>>>

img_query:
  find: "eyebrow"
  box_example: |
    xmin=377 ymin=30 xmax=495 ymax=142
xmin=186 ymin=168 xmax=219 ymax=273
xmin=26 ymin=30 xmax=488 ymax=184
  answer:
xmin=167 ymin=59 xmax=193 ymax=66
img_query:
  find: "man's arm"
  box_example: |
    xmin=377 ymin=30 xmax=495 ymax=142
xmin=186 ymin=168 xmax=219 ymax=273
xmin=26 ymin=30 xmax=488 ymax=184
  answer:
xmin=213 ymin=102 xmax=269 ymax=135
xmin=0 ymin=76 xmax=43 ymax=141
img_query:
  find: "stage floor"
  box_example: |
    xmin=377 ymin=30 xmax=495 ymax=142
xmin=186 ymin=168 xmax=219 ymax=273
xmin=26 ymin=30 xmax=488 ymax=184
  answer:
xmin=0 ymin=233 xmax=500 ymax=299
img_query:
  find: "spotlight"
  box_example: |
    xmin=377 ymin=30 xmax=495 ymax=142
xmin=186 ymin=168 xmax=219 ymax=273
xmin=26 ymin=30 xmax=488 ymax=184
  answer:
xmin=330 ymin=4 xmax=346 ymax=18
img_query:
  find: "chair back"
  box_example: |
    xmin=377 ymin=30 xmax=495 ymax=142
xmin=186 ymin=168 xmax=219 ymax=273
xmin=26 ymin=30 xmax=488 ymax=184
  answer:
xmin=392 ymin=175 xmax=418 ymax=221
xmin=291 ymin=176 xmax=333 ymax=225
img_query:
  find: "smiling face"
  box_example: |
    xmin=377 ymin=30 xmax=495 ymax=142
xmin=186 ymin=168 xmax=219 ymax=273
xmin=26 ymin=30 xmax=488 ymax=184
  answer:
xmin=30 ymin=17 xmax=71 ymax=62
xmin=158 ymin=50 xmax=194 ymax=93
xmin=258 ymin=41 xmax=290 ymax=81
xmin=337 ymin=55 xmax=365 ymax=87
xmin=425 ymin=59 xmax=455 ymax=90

<<<

課題 => 上のエントリをすべて、一字一句変えずに書き写してください。

出力結果 =>
img_query:
  find: "eyebrow"
  box_example: |
    xmin=377 ymin=30 xmax=495 ymax=142
xmin=186 ymin=168 xmax=219 ymax=273
xmin=26 ymin=30 xmax=488 ymax=184
  answer:
xmin=167 ymin=59 xmax=193 ymax=66
img_query:
  find: "man's arm"
  box_example: |
    xmin=377 ymin=30 xmax=495 ymax=142
xmin=186 ymin=168 xmax=219 ymax=273
xmin=26 ymin=30 xmax=488 ymax=184
  answer:
xmin=213 ymin=102 xmax=269 ymax=135
xmin=0 ymin=76 xmax=43 ymax=141
img_query:
  find: "stage floor"
  box_example: |
    xmin=377 ymin=30 xmax=495 ymax=142
xmin=186 ymin=168 xmax=219 ymax=273
xmin=26 ymin=30 xmax=488 ymax=184
  answer:
xmin=0 ymin=233 xmax=500 ymax=299
img_query:
  find: "spotlight"
  box_example: |
    xmin=377 ymin=30 xmax=495 ymax=142
xmin=186 ymin=168 xmax=219 ymax=273
xmin=26 ymin=30 xmax=488 ymax=184
  answer:
xmin=330 ymin=4 xmax=346 ymax=18
img_query:
  find: "chair back"
  box_example: |
    xmin=377 ymin=30 xmax=495 ymax=142
xmin=186 ymin=168 xmax=219 ymax=273
xmin=26 ymin=30 xmax=488 ymax=184
  answer:
xmin=392 ymin=175 xmax=418 ymax=221
xmin=291 ymin=176 xmax=333 ymax=225
img_query:
  find: "smiling face"
  box_example: |
    xmin=377 ymin=30 xmax=495 ymax=142
xmin=186 ymin=168 xmax=219 ymax=273
xmin=26 ymin=30 xmax=488 ymax=184
  answer:
xmin=30 ymin=17 xmax=71 ymax=62
xmin=158 ymin=50 xmax=194 ymax=93
xmin=258 ymin=41 xmax=290 ymax=81
xmin=337 ymin=55 xmax=365 ymax=87
xmin=425 ymin=59 xmax=455 ymax=90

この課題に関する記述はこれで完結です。